=== TASK REQUIREMENTS ===
Every record that follows must be given again exactly.
——
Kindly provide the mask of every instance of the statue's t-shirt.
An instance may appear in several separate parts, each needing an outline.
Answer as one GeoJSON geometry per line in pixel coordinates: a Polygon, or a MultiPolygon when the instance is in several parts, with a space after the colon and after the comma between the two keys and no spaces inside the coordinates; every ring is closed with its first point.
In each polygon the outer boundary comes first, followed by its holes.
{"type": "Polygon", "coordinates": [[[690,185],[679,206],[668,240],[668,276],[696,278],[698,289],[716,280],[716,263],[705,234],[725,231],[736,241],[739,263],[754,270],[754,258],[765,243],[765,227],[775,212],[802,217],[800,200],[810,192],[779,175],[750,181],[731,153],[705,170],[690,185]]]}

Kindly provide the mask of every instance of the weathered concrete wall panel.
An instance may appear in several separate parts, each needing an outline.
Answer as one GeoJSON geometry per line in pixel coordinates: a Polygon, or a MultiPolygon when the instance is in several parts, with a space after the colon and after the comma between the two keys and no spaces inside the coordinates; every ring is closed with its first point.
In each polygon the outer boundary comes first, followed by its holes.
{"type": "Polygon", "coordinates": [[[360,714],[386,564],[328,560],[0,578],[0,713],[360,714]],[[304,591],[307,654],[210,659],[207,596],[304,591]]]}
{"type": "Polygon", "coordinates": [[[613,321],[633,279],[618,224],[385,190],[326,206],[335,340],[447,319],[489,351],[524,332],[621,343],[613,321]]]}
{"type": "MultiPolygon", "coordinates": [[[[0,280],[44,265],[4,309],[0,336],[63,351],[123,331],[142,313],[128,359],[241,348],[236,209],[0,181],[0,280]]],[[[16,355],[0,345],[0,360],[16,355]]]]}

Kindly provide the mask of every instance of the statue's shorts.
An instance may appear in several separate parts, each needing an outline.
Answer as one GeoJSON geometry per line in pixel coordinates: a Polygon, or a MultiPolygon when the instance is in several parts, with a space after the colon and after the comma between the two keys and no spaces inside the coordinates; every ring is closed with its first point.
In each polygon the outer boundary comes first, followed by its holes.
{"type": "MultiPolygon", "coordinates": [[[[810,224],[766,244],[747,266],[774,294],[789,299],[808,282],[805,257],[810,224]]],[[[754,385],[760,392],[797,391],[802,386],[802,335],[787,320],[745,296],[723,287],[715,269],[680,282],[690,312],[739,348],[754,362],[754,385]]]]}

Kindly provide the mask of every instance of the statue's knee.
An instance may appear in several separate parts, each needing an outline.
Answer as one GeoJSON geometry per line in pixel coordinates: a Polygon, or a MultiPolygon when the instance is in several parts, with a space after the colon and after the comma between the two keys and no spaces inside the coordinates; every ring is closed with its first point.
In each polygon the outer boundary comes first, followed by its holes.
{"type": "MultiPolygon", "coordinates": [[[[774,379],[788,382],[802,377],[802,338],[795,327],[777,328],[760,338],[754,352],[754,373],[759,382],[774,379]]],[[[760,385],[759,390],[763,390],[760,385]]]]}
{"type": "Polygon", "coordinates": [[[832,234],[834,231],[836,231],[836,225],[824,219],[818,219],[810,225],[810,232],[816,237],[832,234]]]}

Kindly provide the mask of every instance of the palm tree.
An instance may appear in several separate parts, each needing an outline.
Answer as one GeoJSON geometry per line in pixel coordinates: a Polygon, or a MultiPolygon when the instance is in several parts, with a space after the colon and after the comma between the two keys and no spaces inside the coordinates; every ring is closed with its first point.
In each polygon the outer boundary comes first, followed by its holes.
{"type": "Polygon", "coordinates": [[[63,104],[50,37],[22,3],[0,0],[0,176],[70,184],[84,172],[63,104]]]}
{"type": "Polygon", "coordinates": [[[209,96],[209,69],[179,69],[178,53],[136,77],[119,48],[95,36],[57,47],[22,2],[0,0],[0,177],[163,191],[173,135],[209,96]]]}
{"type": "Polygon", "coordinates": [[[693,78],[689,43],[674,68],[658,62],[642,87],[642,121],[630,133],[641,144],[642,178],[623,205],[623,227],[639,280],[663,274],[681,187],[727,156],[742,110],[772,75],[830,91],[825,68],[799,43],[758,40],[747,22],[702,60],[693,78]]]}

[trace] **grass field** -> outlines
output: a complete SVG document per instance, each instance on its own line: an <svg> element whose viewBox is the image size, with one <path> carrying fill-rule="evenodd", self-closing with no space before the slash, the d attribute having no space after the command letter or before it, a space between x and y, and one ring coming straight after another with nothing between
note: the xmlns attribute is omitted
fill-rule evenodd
——
=== TASK RESPONSE ===
Kindly provide the mask of every instance of the statue's t-shirt.
An instance may appear in several separate parts, each needing an outline.
Answer as one GeoJSON geometry per line in pixel coordinates: a Polygon, or a MultiPolygon when the instance is in several parts, with a space after the colon and after the comma between the two keys and no spaces inside the coordinates; every ring is closed with its first point.
In each polygon the outer boundary comes first, followed by its holes.
{"type": "Polygon", "coordinates": [[[690,185],[679,206],[668,240],[668,276],[696,278],[698,289],[716,280],[716,263],[705,234],[725,231],[736,241],[739,263],[754,270],[754,258],[765,243],[765,227],[775,212],[802,217],[800,200],[810,192],[779,175],[750,181],[731,153],[705,170],[690,185]]]}

Kindly provide the mask of every instance of the weathered concrete wall panel.
An instance may appear in several separate parts, each needing an outline.
Answer as one GeoJSON geometry per line in pixel coordinates: a Polygon, or a MultiPolygon when the instance is in several parts, with a space after the colon and after the comma between the two keys and no spaces inside the coordinates; every ring is closed with its first point.
In each polygon the outer boundary comes first, followed by its holes.
{"type": "Polygon", "coordinates": [[[360,714],[386,564],[328,560],[0,578],[0,713],[360,714]],[[304,591],[307,654],[210,659],[207,596],[304,591]]]}
{"type": "Polygon", "coordinates": [[[613,321],[633,279],[618,224],[385,190],[326,206],[335,340],[447,319],[489,351],[524,332],[621,343],[613,321]]]}
{"type": "MultiPolygon", "coordinates": [[[[0,280],[44,265],[4,309],[0,336],[63,351],[123,331],[142,313],[128,359],[241,348],[236,209],[0,181],[0,280]]],[[[16,355],[0,345],[0,360],[16,355]]]]}

Kindly provide the mask of every instance of the statue's shorts.
An instance may appear in several separate parts, each needing an outline.
Answer as one GeoJSON geometry per line in pixel coordinates: a Polygon, or a MultiPolygon when the instance is in several parts, with a space after the colon and after the comma between the two keys and no spaces inside the coordinates; every ring is closed with its first point.
In each polygon the outer boundary comes first, followed by its holes.
{"type": "MultiPolygon", "coordinates": [[[[810,224],[766,244],[747,266],[774,294],[789,299],[808,282],[805,257],[810,224]]],[[[754,385],[760,392],[797,391],[802,386],[802,335],[787,320],[745,296],[723,287],[715,269],[680,282],[690,312],[739,348],[754,362],[754,385]]]]}

Kindly provide the mask of every instance of the statue's knee.
An instance may appear in several separate parts, each needing an outline.
Answer as one GeoJSON geometry per line in pixel coordinates: a Polygon, or a MultiPolygon when the instance is in several parts, with a space after the colon and after the comma between the two keys and no spaces inside the coordinates; every ring is closed with its first point.
In each polygon the outer boundary comes first, followed by its holes.
{"type": "MultiPolygon", "coordinates": [[[[774,379],[788,382],[802,377],[802,338],[795,327],[777,328],[760,338],[754,352],[754,373],[759,382],[774,379]]],[[[760,385],[759,390],[763,390],[760,385]]]]}
{"type": "Polygon", "coordinates": [[[832,234],[834,231],[836,231],[836,225],[824,219],[818,219],[810,225],[810,232],[816,237],[832,234]]]}

Kindly provide the mask of every instance of the palm tree.
An instance may appear in several separate parts, each needing an outline.
Answer as one GeoJSON geometry per line in pixel coordinates: a Polygon, or a MultiPolygon when the instance is in several parts, with a space after the colon and after the comma between the two keys and no spaces inside the coordinates; every ring is closed with its first point.
In each polygon the outer boundary comes first, followed by its holes.
{"type": "Polygon", "coordinates": [[[63,104],[50,37],[22,3],[0,0],[0,176],[70,184],[84,172],[63,104]]]}
{"type": "Polygon", "coordinates": [[[209,96],[209,69],[179,69],[178,53],[136,77],[119,48],[95,36],[57,47],[22,2],[0,0],[0,177],[163,191],[173,135],[209,96]]]}
{"type": "Polygon", "coordinates": [[[693,78],[689,43],[674,68],[658,62],[642,87],[642,121],[630,133],[641,144],[642,178],[623,205],[623,227],[639,280],[663,274],[681,187],[727,156],[742,110],[772,75],[830,91],[825,68],[799,43],[758,40],[747,22],[702,60],[693,78]]]}

[trace] **grass field** -> outlines
output: a complete SVG document per instance, each instance on its own line: an <svg> element whose viewBox is the image size, with one <path> carrying fill-rule="evenodd", self-closing with no space before the slash, the d attribute having no space after the command letter or before it, a space between x and y, and one ring coming straight after another with nothing between
note: the xmlns attribute is omitted
fill-rule evenodd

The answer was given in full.